--- start of Text ---
Take-Two Restates, Reports Loss

Priya Ganapati

02/28/07 - 07:22 PM EST

Video-game publisher Take-Two Interactive(TTWO - Cramer's Take - Stockpickr) restated its financial results for fiscal 2006 late Wednesday and blamed the higher-than-expected loss on the video-game industry's transition toward next-generation platforms such as Sony's(SNE - Cramer's Take - Stockpickr) PlayStation 3, Nintendo's Wii, and Microsoft's(MSFT - Cramer's Take - Stockpickr) Xbox 360 consoles.

Net loss for the fourth quarter of fiscal 2006 was $14 million, or 20 cents a share, compared with net income of $18.9 million, or 27 cents a share, the year before. Analysts were expecting earnings of 13 cents a share.

The fourth-quarter loss included $5.5 million for legal and other professional fees associated with the investigation, beginning in June 2006, of stock option grant practices.

Revenue for the quarter ended Oct. 31, was $266.6 million falling from $306.8 million for the same period a year ago.

For the third quarter, Take Two lost $91.4 million, or $1.29 a share, compared with a net loss of $29 million, or 41 cents a share, in the third quarter in 2005.

Revenue rose to $241.2 million from $169.9 million for the prior-year period in the third quarter ended July 31.

Comparisons with year-ago periods reflect restated results for the fiscal 2005 third and fourth quarters and fiscal year, the company said. Results may not be comparable with analysts' consensus.

Take-Two said its results were affected by the delays in the availability and consumer acceptance of next-generation hardware, and lower average selling prices of the company's software for older consoles.

Shares of Take-Two were off 30 cents, or 1.7%, to $17.50 in extended trading.

Net loss for fiscal 2006 was $184.9 million, or $2.60 a share, compared with net income of $35.3 million, or 50 cents a share, in 2005. Revenue was $1.04 billion, a drop from $1.2 billion in fiscal 2005.

The fiscal 2006 results include a noncash charge of $63.5 million, or 89 cents a share, primarily incurred during the third quarter to record valuation allowances for deferred tax assets.

Fiscal 2006 performance reflected higher development costs for its next-generation titles and the company's continued investment in building its sports business, the company said.

For the first quarter ended Jan. 31, Take-Two expects revenue in the range of $265 million to $275 million, with an EPS loss in the range of 33 cents to 35 cents, reflecting no tax benefit.

For the full fiscal year 2007, revenue is expected to be between $1.2 billion and $1.25 billion.

Take-Two said it expects to return to profitability in the fourth quarter and break-even for the full fiscal year 2007. The company also expects its 2K Sports division to be profitable in calendar year 2007.

Separately, the company said it has appointed Seth Krauss as executive vice president and general counsel, effective Mar. 12. Krauss was previously at Morgan Stanley, where he served as an executive director in the legal and compliance division.
--- end of Text ---
--- Set problem 1 ---
For each statement, answer yes or no depending on whether the Take-Two article agrees with it, and quote the deciding words of the Take-Two article exactly.
(a) Fourth-quarter revenue fell from $306.8 million to $266.6 million.
(b) Seth Krauss's appointment takes effect on March 1.
(c) Take-Two expects its 2K Sports division to be profitable in calendar year 2007.
--- start of Record excerpts ---
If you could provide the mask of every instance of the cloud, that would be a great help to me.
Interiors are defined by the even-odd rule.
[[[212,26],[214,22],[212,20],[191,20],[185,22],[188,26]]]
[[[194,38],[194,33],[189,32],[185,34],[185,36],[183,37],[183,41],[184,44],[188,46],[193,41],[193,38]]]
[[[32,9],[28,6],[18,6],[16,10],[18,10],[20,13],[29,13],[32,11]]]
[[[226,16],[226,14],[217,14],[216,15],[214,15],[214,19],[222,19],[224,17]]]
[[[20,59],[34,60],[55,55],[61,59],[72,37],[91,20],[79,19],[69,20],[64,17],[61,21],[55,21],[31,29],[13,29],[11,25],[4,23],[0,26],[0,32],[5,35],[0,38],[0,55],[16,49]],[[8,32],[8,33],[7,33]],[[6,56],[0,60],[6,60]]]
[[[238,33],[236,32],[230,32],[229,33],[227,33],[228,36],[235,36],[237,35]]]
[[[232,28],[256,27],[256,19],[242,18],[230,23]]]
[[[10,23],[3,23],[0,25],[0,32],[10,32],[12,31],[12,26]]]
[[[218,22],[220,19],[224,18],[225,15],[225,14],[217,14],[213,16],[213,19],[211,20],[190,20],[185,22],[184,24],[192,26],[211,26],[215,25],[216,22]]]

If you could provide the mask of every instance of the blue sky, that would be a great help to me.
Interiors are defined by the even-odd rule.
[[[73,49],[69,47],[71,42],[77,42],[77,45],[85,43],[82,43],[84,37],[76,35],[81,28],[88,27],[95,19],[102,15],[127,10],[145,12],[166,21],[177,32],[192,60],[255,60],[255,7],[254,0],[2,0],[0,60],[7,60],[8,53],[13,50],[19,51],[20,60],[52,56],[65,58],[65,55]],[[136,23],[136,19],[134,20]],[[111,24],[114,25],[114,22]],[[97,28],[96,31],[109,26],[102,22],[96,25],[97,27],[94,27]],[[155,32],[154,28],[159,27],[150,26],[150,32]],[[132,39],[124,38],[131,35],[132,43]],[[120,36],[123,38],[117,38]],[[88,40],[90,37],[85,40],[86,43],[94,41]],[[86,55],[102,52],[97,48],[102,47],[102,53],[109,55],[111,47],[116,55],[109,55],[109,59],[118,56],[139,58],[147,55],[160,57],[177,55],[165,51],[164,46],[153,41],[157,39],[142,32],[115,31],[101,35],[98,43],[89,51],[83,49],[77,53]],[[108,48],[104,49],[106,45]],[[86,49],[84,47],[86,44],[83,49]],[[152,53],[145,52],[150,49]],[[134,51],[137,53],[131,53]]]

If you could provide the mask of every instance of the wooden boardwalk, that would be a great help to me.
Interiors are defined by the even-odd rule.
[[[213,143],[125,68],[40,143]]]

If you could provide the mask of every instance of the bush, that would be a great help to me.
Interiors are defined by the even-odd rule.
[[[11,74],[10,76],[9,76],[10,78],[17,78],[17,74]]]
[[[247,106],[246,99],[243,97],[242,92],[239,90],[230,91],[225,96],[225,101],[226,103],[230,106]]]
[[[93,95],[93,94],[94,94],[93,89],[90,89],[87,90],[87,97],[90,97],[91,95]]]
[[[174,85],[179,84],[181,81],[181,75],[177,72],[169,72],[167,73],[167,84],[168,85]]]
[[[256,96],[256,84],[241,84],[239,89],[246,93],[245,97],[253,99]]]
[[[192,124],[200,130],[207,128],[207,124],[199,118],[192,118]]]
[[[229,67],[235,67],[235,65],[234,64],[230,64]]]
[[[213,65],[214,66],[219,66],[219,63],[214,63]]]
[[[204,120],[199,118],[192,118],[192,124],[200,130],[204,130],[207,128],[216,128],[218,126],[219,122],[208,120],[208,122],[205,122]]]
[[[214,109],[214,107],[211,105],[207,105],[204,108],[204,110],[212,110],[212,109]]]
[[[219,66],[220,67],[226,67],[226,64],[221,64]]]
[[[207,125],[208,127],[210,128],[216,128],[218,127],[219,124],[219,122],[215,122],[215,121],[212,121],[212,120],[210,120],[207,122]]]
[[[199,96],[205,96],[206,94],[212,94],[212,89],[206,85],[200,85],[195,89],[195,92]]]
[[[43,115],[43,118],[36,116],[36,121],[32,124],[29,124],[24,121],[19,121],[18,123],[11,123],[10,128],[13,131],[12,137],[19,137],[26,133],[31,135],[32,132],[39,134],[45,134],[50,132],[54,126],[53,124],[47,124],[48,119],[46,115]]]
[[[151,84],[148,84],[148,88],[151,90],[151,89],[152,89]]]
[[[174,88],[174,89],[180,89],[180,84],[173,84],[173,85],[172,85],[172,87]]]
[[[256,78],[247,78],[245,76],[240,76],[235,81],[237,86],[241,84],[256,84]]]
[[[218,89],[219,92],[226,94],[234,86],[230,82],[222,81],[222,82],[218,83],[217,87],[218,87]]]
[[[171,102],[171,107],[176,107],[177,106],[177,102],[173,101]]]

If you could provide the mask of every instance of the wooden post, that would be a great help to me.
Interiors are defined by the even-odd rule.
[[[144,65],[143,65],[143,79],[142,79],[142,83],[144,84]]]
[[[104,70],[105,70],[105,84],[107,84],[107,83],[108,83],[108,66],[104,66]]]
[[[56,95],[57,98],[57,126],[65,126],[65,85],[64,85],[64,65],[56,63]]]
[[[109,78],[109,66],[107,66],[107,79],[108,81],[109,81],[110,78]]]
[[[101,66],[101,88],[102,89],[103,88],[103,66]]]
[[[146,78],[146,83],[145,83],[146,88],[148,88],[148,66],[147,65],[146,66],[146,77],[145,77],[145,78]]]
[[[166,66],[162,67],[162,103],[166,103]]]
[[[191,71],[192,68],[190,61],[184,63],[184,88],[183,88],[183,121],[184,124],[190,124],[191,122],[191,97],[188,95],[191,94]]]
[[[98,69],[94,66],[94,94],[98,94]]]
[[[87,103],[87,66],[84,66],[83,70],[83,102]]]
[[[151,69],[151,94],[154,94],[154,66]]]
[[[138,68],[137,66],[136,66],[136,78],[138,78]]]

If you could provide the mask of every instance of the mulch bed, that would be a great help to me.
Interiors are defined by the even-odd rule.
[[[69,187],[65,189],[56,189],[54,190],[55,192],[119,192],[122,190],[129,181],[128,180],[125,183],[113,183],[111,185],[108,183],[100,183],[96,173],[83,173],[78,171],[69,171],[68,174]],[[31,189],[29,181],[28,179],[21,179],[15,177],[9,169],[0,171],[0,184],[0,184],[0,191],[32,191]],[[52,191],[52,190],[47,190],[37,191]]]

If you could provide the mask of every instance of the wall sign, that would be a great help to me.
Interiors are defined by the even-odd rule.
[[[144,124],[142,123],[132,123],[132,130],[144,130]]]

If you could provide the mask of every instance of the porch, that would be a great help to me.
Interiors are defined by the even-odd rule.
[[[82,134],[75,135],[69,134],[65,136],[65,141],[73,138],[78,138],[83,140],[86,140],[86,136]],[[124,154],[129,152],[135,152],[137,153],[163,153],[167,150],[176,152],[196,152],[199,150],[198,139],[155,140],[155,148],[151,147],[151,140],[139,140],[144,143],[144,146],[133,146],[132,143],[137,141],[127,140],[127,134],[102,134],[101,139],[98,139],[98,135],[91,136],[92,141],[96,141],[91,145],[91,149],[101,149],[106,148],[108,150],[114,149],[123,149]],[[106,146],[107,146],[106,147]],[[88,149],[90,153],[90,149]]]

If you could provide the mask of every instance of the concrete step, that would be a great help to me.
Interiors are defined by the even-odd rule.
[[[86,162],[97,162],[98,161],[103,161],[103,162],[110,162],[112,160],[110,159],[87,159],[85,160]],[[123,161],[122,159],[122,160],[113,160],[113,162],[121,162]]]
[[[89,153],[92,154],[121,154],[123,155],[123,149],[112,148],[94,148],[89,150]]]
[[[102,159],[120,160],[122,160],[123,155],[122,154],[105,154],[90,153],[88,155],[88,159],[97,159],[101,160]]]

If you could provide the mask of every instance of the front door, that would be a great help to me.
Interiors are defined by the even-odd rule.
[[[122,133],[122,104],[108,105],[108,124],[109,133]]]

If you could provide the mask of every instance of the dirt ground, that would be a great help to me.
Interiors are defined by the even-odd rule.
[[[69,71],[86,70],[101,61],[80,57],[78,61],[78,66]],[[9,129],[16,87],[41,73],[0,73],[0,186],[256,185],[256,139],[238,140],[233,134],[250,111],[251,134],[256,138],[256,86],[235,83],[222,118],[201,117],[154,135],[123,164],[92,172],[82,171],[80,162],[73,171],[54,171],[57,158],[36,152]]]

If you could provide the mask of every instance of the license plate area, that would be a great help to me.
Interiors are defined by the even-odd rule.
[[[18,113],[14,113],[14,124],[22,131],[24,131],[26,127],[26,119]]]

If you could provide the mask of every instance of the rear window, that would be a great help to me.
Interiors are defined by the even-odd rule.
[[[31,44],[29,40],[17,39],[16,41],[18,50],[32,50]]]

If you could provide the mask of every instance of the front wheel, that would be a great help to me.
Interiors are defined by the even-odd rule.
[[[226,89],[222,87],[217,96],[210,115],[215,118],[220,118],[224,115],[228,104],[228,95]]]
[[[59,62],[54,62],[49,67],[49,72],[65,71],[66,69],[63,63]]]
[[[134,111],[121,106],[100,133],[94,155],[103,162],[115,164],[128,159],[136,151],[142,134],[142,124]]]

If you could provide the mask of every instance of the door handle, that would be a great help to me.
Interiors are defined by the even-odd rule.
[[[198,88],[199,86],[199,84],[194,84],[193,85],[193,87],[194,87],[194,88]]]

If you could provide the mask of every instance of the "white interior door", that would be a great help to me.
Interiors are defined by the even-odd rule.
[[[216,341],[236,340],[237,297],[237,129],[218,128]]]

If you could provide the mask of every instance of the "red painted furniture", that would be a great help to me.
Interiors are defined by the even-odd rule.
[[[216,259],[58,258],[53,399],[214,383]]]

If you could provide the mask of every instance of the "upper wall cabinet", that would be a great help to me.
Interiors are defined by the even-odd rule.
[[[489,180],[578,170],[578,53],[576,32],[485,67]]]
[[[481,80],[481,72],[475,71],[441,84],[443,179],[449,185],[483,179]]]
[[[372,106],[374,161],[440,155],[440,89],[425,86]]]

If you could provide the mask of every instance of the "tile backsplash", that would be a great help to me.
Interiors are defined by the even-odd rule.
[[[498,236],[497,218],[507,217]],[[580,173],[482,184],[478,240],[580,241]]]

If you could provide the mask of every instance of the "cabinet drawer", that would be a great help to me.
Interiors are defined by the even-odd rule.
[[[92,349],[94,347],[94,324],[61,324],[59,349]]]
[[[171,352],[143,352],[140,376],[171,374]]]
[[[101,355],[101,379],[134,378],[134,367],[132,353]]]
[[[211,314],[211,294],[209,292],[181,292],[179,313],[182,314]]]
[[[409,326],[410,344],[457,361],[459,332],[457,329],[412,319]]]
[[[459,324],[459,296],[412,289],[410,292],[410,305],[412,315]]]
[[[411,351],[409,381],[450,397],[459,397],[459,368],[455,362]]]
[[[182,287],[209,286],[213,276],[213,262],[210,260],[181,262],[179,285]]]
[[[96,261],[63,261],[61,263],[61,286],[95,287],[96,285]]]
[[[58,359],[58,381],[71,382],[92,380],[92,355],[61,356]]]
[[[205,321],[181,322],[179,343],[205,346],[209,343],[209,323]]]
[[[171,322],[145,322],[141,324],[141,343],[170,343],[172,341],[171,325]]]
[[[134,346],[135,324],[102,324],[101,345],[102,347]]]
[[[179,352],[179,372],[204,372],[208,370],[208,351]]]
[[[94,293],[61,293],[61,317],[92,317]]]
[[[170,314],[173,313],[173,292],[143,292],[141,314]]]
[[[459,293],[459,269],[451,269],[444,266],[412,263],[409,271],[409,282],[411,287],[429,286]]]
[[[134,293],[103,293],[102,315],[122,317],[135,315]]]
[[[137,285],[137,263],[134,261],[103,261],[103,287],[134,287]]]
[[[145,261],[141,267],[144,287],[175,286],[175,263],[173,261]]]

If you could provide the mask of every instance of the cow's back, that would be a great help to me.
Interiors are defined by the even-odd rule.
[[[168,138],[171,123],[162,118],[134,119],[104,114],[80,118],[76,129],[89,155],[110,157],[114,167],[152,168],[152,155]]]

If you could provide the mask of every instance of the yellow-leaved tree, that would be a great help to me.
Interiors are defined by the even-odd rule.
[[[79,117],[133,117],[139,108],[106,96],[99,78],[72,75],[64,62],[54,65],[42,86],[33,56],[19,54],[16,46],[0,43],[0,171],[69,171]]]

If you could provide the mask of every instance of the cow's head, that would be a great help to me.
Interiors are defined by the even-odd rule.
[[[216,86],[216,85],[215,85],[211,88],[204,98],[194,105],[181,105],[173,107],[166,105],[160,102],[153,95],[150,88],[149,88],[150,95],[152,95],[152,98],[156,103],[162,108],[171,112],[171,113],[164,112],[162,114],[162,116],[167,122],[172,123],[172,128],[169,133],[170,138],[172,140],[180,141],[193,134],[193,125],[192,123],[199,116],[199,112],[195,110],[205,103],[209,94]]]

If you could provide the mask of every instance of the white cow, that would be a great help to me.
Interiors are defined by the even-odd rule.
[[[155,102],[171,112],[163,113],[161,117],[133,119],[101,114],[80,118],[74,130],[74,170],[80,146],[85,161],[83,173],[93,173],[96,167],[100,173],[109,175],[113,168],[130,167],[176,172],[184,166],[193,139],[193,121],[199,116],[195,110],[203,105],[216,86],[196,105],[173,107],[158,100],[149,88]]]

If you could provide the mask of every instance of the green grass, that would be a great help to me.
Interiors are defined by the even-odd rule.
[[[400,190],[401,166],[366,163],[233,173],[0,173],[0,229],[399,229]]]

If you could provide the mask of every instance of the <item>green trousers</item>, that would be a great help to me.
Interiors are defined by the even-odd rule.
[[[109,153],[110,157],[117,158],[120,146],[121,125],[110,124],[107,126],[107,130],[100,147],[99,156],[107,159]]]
--- end of Record excerpts ---
--- Set problem 2 ---
Lay out the lines of the entries as a Markdown table with the columns Row and Line, starting with the line containing "of the mulch" and going on through the line containing "[[[144,124],[142,123],[132,123],[132,130],[144,130]]]". Number the rows and leave out blank lines.

--- Full response 1 ---
(a) Yes: "Revenue for the quarter ended Oct. 31, was $266.6 million falling from $306.8 million for the same period a year ago."
(b) No: "effective Mar. 12."
(c) Yes: "The company also expects its 2K Sports division to be profitable in calendar year 2007."

--- Full response 2 ---
| Row | Line |
|---|---|
| 1 | If you could provide the mask of every instance of the mulch bed, that would be a great help to me. |
| 2 | Interiors are defined by the even-odd rule. |
| 3 | [[[69,187],[65,189],[56,189],[54,190],[55,192],[119,192],[122,190],[129,181],[128,180],[125,183],[113,183],[111,185],[108,183],[100,183],[96,173],[83,173],[78,171],[69,171],[68,174]],[[31,189],[29,181],[28,179],[21,179],[15,177],[9,169],[0,171],[0,184],[0,184],[0,191],[32,191]],[[52,191],[52,190],[47,190],[37,191]]] |
| 4 | If you could provide the mask of every instance of the wall sign, that would be a great help to me. |
| 5 | Interiors are defined by the even-odd rule. |
| 6 | [[[144,124],[142,123],[132,123],[132,130],[144,130]]] |